EXERCISE PROMPT:
This exercise asks for the whole listing to be restated exactly.

MATERIAL PROVIDED:
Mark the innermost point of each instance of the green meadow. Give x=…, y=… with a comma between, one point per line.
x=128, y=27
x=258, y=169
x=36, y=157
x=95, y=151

ANSWER SPACE:
Mark the innermost point of each instance of the green meadow. Give x=…, y=… with a comma between, one point per line.
x=128, y=27
x=258, y=169
x=36, y=157
x=95, y=151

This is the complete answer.